### Short exercise A
Please condense the paragraph beginning "EDENSIDE RANGERS SLOW MARCH" in the Edenside Rangers note below into a shorter version that keeps its main facts.
-------- Passage given --------
EDENSIDE RANGERS SLOW MARCH. England, Slow March (whole time). C Major. Standard tuning (fiddle). AABB. The Edenside Rangers were a military unit first raised in 1802 by country gentleman and antiquary Henry Howard (1757–1842), who had hoped for a military career. Educated in Catholic universities and on the Continent, Howard hoped for a commission as an officer in the British Army. This was denied him, however, until the Penal Laws against Catholics were rescinded in 1795. He was then appointed a Captain in the York Militia with whom he served a time in Ireland before returning home around the turn of the century. The Edenside Rangeres initially consisted of 220 effective men, to which were added a troop of cavalry, however, the unit had hardly began to be trained when the Peace of Amiens was signed. It was short-lived, however, and hostilities with Napoleon commenced in 1803. Howard decided to reform his troop and to expand it by soliciting men from other towns and boroughs in Cumbria, and substituting the name 'Edenside' with the more encompassing Cumberland Rangers.
-------- Data --------
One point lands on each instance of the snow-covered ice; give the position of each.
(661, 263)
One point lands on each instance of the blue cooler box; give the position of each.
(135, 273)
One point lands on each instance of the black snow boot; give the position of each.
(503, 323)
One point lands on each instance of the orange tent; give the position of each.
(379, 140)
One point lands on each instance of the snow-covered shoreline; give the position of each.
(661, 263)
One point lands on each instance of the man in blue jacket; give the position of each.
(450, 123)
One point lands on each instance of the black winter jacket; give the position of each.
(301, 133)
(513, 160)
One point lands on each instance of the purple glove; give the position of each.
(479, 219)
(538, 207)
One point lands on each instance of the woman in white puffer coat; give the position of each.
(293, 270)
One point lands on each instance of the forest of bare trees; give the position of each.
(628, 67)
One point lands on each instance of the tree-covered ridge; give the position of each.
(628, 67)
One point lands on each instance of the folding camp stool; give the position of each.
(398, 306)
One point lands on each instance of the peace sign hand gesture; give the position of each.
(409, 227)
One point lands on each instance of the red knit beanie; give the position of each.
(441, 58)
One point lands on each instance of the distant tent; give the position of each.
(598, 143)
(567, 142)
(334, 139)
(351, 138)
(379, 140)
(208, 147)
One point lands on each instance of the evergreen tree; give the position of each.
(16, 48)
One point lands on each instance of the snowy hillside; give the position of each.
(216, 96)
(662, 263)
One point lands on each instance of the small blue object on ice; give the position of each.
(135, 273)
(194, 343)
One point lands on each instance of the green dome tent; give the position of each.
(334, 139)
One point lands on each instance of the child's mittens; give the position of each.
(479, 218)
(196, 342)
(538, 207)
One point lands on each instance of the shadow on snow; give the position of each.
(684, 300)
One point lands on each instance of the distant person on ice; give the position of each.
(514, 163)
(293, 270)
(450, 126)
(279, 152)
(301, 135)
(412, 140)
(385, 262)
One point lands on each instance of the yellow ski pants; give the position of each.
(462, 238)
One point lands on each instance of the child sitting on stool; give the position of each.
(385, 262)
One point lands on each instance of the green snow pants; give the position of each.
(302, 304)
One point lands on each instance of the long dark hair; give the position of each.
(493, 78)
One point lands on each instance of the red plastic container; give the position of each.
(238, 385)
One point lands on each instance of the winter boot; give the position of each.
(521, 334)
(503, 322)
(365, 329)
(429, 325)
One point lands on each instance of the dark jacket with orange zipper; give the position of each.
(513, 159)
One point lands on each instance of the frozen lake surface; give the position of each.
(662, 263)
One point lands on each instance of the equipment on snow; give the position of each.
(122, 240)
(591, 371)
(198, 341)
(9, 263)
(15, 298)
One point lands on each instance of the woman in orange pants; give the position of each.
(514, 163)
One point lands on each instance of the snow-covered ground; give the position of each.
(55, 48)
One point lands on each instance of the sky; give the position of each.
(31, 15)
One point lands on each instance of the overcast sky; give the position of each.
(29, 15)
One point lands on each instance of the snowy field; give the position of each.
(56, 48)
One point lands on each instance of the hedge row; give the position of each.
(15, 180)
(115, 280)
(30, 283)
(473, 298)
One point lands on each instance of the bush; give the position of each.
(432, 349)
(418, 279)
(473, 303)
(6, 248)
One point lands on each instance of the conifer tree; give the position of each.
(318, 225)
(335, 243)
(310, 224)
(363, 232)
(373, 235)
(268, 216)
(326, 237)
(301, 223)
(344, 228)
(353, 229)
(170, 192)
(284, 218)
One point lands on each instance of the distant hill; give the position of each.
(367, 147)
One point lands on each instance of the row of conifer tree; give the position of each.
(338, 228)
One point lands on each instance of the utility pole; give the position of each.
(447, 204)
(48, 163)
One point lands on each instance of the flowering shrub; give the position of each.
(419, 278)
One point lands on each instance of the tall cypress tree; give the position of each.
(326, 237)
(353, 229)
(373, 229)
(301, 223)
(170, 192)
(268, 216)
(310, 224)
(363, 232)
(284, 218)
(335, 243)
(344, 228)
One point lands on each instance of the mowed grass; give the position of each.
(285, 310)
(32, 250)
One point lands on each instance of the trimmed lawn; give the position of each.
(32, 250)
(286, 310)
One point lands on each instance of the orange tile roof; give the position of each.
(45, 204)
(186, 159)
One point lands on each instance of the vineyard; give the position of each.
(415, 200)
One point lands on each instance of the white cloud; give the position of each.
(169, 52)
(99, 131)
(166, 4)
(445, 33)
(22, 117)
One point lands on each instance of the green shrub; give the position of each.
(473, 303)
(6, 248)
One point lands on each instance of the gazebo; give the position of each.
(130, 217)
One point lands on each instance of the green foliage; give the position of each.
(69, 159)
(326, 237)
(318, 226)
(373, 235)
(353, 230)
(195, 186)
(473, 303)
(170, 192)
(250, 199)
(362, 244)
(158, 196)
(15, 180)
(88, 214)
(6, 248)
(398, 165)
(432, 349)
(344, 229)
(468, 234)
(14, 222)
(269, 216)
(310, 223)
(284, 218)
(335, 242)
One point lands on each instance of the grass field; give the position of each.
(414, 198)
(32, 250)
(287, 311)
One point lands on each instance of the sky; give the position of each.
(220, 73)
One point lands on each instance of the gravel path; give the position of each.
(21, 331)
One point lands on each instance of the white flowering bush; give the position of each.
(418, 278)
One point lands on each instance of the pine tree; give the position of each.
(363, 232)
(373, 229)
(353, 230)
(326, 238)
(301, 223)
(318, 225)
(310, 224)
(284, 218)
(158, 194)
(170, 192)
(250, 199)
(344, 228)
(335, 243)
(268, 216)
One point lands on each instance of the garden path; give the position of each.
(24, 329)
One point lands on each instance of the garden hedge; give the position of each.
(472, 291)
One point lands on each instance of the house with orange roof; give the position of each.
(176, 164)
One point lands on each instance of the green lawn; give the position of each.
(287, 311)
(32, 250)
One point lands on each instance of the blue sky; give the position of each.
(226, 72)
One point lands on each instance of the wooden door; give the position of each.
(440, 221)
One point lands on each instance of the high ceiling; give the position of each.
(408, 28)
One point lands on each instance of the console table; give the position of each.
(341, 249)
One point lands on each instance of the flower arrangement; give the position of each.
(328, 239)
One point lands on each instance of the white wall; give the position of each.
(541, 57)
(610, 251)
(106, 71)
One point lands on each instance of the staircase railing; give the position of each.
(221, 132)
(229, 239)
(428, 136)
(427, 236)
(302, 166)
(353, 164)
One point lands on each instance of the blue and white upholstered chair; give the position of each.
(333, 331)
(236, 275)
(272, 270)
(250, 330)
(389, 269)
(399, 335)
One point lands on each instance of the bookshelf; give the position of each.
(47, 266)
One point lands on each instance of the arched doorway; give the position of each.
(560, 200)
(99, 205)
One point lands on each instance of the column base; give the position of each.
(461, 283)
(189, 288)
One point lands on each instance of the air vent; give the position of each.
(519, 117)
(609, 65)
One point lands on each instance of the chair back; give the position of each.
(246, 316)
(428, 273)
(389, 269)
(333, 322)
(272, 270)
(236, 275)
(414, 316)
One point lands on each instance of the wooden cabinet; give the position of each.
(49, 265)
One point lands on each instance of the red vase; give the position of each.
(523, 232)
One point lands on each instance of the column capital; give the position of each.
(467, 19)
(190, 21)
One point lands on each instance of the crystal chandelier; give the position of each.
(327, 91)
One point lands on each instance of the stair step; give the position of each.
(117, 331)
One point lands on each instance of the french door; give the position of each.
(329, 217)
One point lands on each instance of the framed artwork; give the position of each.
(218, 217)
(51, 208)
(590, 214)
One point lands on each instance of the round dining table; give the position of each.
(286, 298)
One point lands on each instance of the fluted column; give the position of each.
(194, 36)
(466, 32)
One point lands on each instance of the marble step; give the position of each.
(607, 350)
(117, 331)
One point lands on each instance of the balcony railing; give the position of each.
--------
### Short exercise B
Select every line of the records above that contains the string "field".

### Full response A
"Edenside Rangers Slow March" is an English slow march in whole time, in C major, for fiddle in standard tuning, with an AABB form. It is named for a military unit raised in 1802 by Henry Howard (1757–1842), a country gentleman and antiquary. Howard was educated in Catholic universities and on the Continent and wanted a British Army commission, but he was denied one until the Penal Laws against Catholics were rescinded in 1795. He then became a Captain in the York Militia, served for a time in Ireland, and came home around the turn of the century. The Edenside Rangers began with 220 effective men and a troop of cavalry. Their training had barely started when the Peace of Amiens was signed. That peace was short-lived, and hostilities with Napoleon began in 1803. Howard then reformed his troop and expanded it with men from other towns and boroughs in Cumbria, renaming it the Cumberland Rangers.

### Full response B
One point lands on each instance of the snowy field; give the position of each.
One point lands on each instance of the grass field; give the position of each.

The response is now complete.